═══ Working data

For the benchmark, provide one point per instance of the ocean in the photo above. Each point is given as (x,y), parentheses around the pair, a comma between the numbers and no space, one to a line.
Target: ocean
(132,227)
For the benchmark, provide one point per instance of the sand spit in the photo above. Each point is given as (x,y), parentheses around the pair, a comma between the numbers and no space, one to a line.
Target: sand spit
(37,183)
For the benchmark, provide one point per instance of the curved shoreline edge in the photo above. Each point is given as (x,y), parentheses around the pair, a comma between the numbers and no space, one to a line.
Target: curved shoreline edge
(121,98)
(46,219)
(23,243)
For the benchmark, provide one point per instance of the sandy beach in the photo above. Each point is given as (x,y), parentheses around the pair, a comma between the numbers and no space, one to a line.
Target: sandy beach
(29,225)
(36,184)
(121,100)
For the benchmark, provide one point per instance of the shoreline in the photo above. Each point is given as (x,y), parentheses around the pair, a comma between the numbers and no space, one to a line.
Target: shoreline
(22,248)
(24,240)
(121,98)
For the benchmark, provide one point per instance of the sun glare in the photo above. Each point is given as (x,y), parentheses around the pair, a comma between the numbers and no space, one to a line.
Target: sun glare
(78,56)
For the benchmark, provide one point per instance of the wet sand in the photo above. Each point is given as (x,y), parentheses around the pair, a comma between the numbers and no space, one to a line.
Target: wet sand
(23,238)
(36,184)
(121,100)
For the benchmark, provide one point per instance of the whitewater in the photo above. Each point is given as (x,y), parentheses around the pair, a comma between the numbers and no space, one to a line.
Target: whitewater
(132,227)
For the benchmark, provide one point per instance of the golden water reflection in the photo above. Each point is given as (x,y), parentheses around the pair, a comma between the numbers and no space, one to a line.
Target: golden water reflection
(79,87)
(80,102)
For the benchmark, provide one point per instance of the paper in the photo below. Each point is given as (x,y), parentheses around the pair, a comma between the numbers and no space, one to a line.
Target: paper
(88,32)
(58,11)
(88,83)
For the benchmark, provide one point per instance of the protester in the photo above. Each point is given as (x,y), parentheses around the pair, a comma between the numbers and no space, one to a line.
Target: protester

══════

Could you quote the material above in full, exactly as it stands?

» Written answer:
For the benchmark, provide one point per instance of the ocean in the photo above. Each point is given as (x,y), parentheses around the pair, a comma between the numbers and no space, one to a line.
Target: ocean
(132,227)
For the benchmark, provide one point per instance of the sand spit in the photo above. Each point is given as (x,y), parentheses around the pair, a comma between the numbers and no space, one to a line.
Target: sand spit
(37,183)
For the benchmark, provide one point per instance of the curved shoreline edge in the photo above. Each point is given as (x,y), parentheses around the pair, a comma between the numbers and no space, one to a line.
Target: curved shoreline edge
(121,98)
(46,219)
(23,243)
For the benchmark, provide one point per instance of the sandy beach in the photo above. Each point is given as (x,y), parentheses around the pair, a comma between the numbers and no space, one to a line.
Target: sandy beach
(29,225)
(36,184)
(121,100)
For the benchmark, provide one point per instance of the shoreline in the photo above. Each point is given as (x,y), parentheses around the pair, a comma between the numbers and no space, one to a line.
Target: shoreline
(22,248)
(24,240)
(121,98)
For the benchmark, provide one point per instance of the sun glare in the photo above. Each point is given as (x,y), parentheses around the pair, a comma between the numbers and no space, one to a line.
Target: sun glare
(78,56)
For the benchmark, provide one point per instance of the wet sand in the photo above. Each point is given as (x,y), parentheses around the pair, a comma between the numbers and no space, one to a line.
Target: wet sand
(23,238)
(36,184)
(121,100)
For the benchmark, provide one point per instance of the whitewater in the photo above. Each point is given as (x,y), parentheses around the pair, a comma between the numbers and no space, one to a line.
Target: whitewater
(132,227)
For the benchmark, provide one point per instance of the golden water reflection in the photo above. Each point is given as (x,y), parentheses around the pair, a comma between the numbers and no space, one to a line.
Target: golden water reflection
(79,87)
(80,102)
For the benchmark, provide one point per instance of the paper in the photo below. Each point is given as (x,y), parentheses around the pair, a comma between the numbers and no space, one to a line.
Target: paper
(88,32)
(58,11)
(88,83)
For the benchmark, provide one point per instance of the protester in the photo above. Each point is given as (x,y), parentheses around the pair, a comma between the numbers and no space, one to a line.
Target: protester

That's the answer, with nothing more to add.